*REQUISITOS DO EXERCÍCIO*:
**A)** De acordo com o texto sobre a conduta do presidente, o que convém observar para entender o comportamento de um político?
**B)** Liste todas as mudanças de atitude que, segundo o texto sobre a conduta do presidente, ele precisaria adotar para chegar ao segundo turno.
**C)** Dê continuidade ao texto sobre a conduta do presidente a partir da última frase apresentada.

━━━ TEXTO FORNECIDO ━━━

O Estado de S. Paulo
Pode ele reconhecer os erros, corrigir sua
trajetória e se empenhar em entender as necessidades vitais do povo brasileiro?
A conduta do presidente assusta o Planalto
e desafia seus opositores, pois parece haver consenso entre as elites
dirigentes. Ou ele muda de atitude – para de provocar controvérsias
irrelevantes, de se opor a pautas majoritárias na população, para de hesitar
diante de decisões vitais para a parte mais vulnerável do eleitorado, e começa
a governar seriamente – ou não chegará ao segundo turno.
Interpretar suas motivações parece ser
urgente. Mas não se pode abrir a cabeça das pessoas e observar o que se passa
lá dentro. Para entender o comportamento de um político, antes de especular
sobre conversas de bastidores ou declarações de intenções, convém observar... o
seu comportamento.

━━━ MATERIAL FORNECIDO ━━━

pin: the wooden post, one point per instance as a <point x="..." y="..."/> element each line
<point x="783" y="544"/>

━━━

*RESPOSTAS DAS TAREFAS*:
**A)** Convém observar o próprio comportamento do político.

**B)**
- Parar de provocar controvérsias irrelevantes
- Parar de se opor a pautas majoritárias na população
- Parar de hesitar diante de decisões vitais para a parte mais vulnerável do eleitorado
- Começar a governar seriamente

**C)**
Muitos são os registros das condutas de
Jair Bolsonaro como oficial do Exército e como parlamentar, e acompanhamos seu
comportamento público durante três anos de mandato presidencial. As questões
relevantes a observar nessas funções seriam: saber se seu comportamento segue
um padrão ou é errático; em que consiste esse padrão, se houver; e qual é seu
objetivo.
É preciso saber se existe continuidade de padrão entre essas funções ou em que consistiriam as eventuais mudanças de padrão e de objetivo. Resta, ainda, saber se é possível o presidente alterar sua conduta, tornando-a compatível com uma candidatura competitiva no segundo turno de 2022.
A análise dessas observações suscita um
conjunto de hipóteses sobre o comportamento futuro do candidato. Sua conduta,
nos três casos, segue um padrão definido, embora à primeira vista pareça ser
errática: em todos os casos, destacam-se a revolta contra a autoridade, a total
ausência de autodisciplina (cujo efeito é a aparência errática), sua submissão
a seus supostos liderados, uma espécie de enclausuramento na célula familiar
estendida (filhos, ex-mulheres, subordinados imediatos) – que eu chamaria de
“familialismo” –, além de uma atitude agressiva com 360° de azimute, contra
tudo e contra todos.
Sua conduta, nos três casos, só é errática
na aparência.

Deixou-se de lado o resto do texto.